Reproduce the records that follow in full, excluding any picture they contain.

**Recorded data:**

· · · · · · ·

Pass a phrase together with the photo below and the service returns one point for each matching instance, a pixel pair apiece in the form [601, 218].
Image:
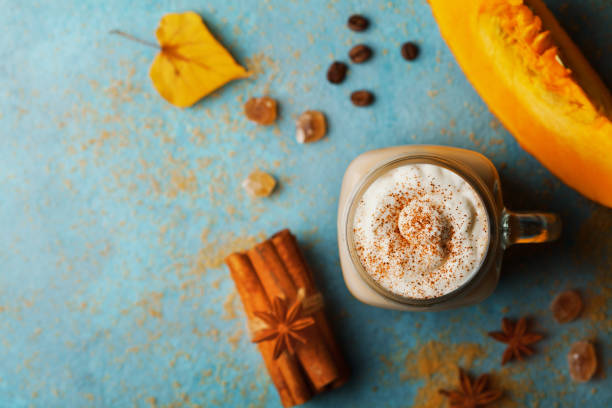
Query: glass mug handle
[524, 227]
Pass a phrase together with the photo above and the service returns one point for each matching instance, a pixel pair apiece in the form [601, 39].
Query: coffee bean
[358, 22]
[360, 53]
[362, 98]
[337, 72]
[410, 51]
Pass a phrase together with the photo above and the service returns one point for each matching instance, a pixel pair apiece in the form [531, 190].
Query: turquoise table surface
[117, 209]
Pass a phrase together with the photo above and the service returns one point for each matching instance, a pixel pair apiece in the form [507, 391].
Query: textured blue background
[116, 209]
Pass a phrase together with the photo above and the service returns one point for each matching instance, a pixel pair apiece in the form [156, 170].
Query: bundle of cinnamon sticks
[286, 318]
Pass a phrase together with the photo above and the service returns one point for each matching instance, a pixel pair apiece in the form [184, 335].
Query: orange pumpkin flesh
[536, 81]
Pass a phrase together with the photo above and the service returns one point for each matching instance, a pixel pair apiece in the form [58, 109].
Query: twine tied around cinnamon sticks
[275, 272]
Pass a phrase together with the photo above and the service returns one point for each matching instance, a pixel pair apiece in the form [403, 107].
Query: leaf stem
[131, 37]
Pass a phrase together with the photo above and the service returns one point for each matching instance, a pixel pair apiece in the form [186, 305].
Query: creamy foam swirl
[421, 231]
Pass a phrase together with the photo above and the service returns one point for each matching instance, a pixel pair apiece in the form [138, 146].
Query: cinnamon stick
[285, 371]
[314, 355]
[289, 251]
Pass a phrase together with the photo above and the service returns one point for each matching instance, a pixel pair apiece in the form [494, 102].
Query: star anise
[472, 394]
[283, 326]
[517, 338]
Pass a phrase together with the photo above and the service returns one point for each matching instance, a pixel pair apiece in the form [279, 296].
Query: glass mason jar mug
[504, 227]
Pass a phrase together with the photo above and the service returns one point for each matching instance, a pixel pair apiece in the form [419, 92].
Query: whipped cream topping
[421, 231]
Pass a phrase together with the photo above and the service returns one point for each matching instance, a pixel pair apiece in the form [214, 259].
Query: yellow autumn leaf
[191, 63]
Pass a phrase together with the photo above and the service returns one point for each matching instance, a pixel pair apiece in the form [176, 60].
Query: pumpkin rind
[536, 81]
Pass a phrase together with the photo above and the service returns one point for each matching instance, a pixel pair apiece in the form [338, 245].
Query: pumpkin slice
[537, 82]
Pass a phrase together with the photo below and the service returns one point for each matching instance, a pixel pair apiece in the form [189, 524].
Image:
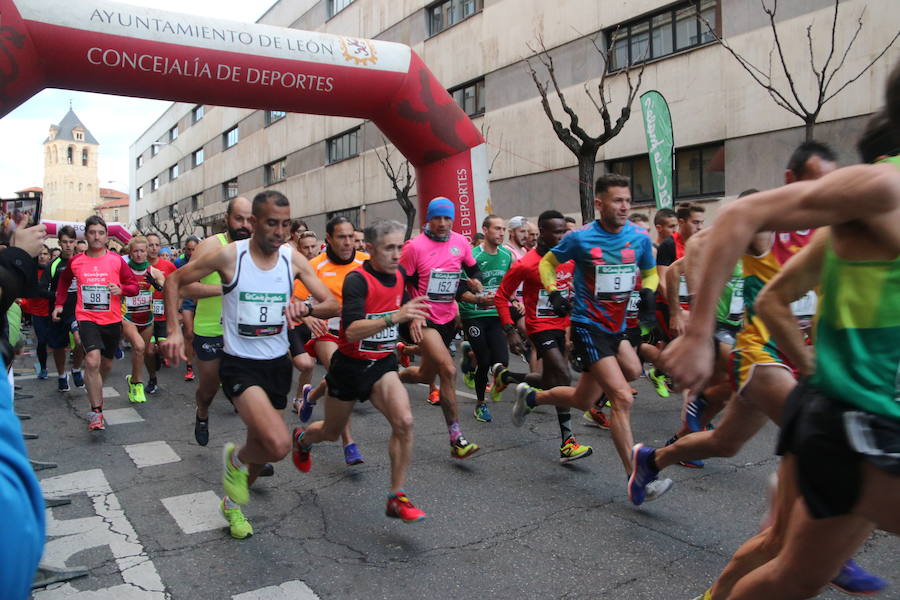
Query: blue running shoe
[641, 473]
[690, 464]
[853, 579]
[352, 455]
[694, 412]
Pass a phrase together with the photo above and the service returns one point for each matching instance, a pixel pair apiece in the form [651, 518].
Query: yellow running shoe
[238, 524]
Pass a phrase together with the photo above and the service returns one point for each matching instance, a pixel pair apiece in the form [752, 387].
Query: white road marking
[150, 454]
[109, 527]
[196, 512]
[291, 590]
[120, 416]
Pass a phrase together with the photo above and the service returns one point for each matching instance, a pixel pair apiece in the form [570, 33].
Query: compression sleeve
[649, 279]
[547, 268]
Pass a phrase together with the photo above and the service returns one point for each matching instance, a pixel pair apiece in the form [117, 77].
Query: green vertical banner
[660, 146]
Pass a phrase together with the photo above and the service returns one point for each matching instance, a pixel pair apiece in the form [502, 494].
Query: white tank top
[253, 304]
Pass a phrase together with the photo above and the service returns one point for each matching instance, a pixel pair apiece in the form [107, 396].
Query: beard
[241, 233]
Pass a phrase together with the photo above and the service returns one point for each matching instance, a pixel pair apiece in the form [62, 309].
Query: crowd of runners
[785, 309]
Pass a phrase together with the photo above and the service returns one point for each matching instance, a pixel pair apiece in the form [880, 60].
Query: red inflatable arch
[120, 49]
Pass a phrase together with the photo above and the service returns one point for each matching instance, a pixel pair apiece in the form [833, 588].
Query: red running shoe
[399, 507]
[301, 456]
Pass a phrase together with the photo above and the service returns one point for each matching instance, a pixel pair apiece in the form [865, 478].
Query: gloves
[561, 305]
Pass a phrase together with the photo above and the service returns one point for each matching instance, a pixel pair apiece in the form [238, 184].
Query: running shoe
[483, 413]
[693, 412]
[690, 464]
[238, 525]
[498, 370]
[304, 407]
[572, 450]
[596, 418]
[462, 448]
[399, 507]
[201, 431]
[234, 480]
[853, 579]
[434, 397]
[402, 356]
[659, 383]
[301, 456]
[641, 473]
[520, 406]
[96, 421]
[352, 455]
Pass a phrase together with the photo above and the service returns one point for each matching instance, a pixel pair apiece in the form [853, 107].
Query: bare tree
[574, 136]
[826, 87]
[402, 181]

· · · · · · ·

**Answer to the problem:**
Pass a phrase together with the photo below and the service returns one point for each matching instance, a pixel pair apiece in the form [601, 218].
Image:
Query: glass mug handle
[524, 227]
Pass a phrase together with the photo above and the service returns one point for each matching instance, a pixel pair apiece in the form [601, 39].
Query: coffee bean
[358, 22]
[360, 53]
[362, 98]
[337, 72]
[410, 51]
Pass a phrase together with the photo above and the service returns one point for each matching instance, a pixel pair apiece in the form [531, 190].
Query: turquoise table surface
[117, 209]
Pass a phrase together with the photo above and the service returns one point for each matching instance, a pixel pair apiece in the form [507, 391].
Query: textured blue background
[116, 209]
Pass a phrase together with the photo above and the service returns one point for each matching instance, a pixel pair apiece in the form [156, 170].
Query: bundle of cinnamon sticks
[286, 318]
Pass a phrase together with the photo above and the service returns one point for each matching instance, a pixel pair apiece in the form [184, 335].
Query: orange pumpkin flesh
[536, 81]
Pass a phrase together with the photo above and the service returns one point for each matching instance, a pixel pair apiece in the form [58, 109].
Query: twine tied around cinnamon sticks
[275, 272]
Pass a phrase together with the photo above and the service returns one point for each matching instance, a pixel pair apiece in the form [403, 107].
Query: leaf stem
[131, 37]
Pass a phrase together with the photo above and the service returns one point for each matching instance, a pixel pair apiece in the form [186, 305].
Query: creamy foam swirl
[421, 231]
Pass a phrase together with the photo above and the service returns one point for each matching instance, a pixel pair apiece in the form [138, 146].
Query: cinnamon stick
[285, 371]
[314, 355]
[289, 251]
Pass a phrase together with the photo above and the service returns one point for each matching instance, a pixel pair apiece in the form [494, 102].
Query: star anise
[472, 394]
[283, 326]
[517, 338]
Pass a phrase together with the photo above and the service returns one point for each matching instance, a pixel pair apiece in the form [279, 296].
Query: glass mason jar mug
[504, 227]
Pass a phrase together with the photo above and the service returns one point for each matching instance, a pixel pair apiece in the form [419, 92].
Query: whipped cream topping
[421, 231]
Pass a phrase together with the photo above and the service returns one point for each matching instance, a pixel pair apiece in the form [214, 259].
Query: yellow autumn leaf
[191, 63]
Pass a phrase together with the photo above and the service returns one point for each matching instance, a pixel pair apiece in the form [176, 60].
Query: pumpkin rind
[536, 81]
Pass a phrase together with the photo above and the service returns one point for each matching instance, a pixel pair apiece in the form [338, 245].
Query: pumpkin slice
[537, 82]
Pass a phrase together with the photo below and the service returns one point for each matching instance, a pixel pair apiece in the form [189, 524].
Image:
Query: blue running shoe
[641, 473]
[690, 464]
[853, 579]
[352, 455]
[694, 412]
Pass a phrase together with the photo above and the service returns one point for each matching instance, a pixel pair apiece in the form [651, 518].
Query: yellow running shoe
[238, 524]
Pass a phrase together with the photo above and the service returns one point for each matching instance, a pixel pair apiece in the form [752, 387].
Query: white road marking
[150, 454]
[109, 527]
[196, 512]
[291, 590]
[120, 416]
Pass a phrase together with the photo above and the service returns one point for each matching instance, a pixel pair apiece in the form [570, 33].
Query: compression sleeve
[649, 279]
[547, 268]
Pass a phrase together with the photo above and the service returns one point for each matching instance, a pixel pair apiece in the form [117, 77].
Query: green vertical banner
[660, 146]
Pass a phrase together with the photo above and the service returns one point for each matching instance, a pixel pair apiece in the form [502, 494].
Query: white tank top
[253, 304]
Pass a phrase together with the photo above and the service returns one point for each matching instance, a pixel pair apiece in the form [107, 396].
Query: beard
[241, 233]
Pass a phrase together with the photo above and the service returns one point for each matching instance, a pixel pair apiece in the form [62, 309].
Query: crowd of runners
[785, 309]
Pass a phrase together with the photo above and the service returns one point for each matching instance, a pixel pair apiece in the form [880, 60].
Query: red inflatable arch
[120, 49]
Pass a phrase together with the photo above and the service returns one point for each matching instance, a pixel pair apiece in the form [833, 588].
Query: red running shoe
[399, 507]
[301, 456]
Pass a phrase together with the photo above and the service returns one point for each matching instance, a pixel pair apiece in the form [865, 478].
Query: gloves
[561, 305]
Pass a phrase together with the photo above and the service returns one point for each matching instance, a pixel pair apiece in the form [238, 184].
Query: running shoe
[483, 413]
[693, 412]
[690, 464]
[238, 525]
[498, 370]
[304, 407]
[572, 450]
[596, 418]
[462, 448]
[399, 507]
[201, 431]
[234, 480]
[853, 579]
[434, 397]
[402, 356]
[659, 383]
[301, 456]
[641, 473]
[520, 406]
[96, 421]
[352, 455]
Pass a phrase together with the photo above and the service returns one point for each matching instance, a pixel pair apiece in the form [853, 107].
Query: bare tree
[574, 136]
[826, 87]
[402, 181]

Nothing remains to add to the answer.